Please rescale the data below by writing out every line again, requests included, with each x and y coordinate in the answers multiplied by 1.45 and rounded to a whole number (halves round up).

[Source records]
------
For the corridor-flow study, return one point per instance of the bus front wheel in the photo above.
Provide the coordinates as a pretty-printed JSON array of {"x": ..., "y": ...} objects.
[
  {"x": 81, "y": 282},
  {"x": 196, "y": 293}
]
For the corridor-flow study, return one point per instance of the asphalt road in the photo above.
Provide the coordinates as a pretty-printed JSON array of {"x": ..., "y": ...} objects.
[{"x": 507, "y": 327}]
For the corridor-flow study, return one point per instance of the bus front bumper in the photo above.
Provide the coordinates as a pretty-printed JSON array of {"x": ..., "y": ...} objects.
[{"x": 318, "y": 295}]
------
> [EXERCISE RESPONSE]:
For the corridor-flow study, return one point per instance of the bus front wheel in the photo above.
Provide the coordinates as a pretty-printed JSON array of {"x": ..., "y": ...} objects.
[
  {"x": 117, "y": 409},
  {"x": 284, "y": 425}
]
For the corridor-flow study, return one point per instance of the asphalt road in the photo above.
Provide the coordinates as a pretty-printed JSON array of {"x": ..., "y": ...} objects.
[{"x": 735, "y": 474}]
For the corridor-flow study, return one point per instance of the bus front bumper in the photo above.
Provide the coordinates as a pretty-printed JSON array of {"x": ..., "y": ...} objects.
[{"x": 461, "y": 428}]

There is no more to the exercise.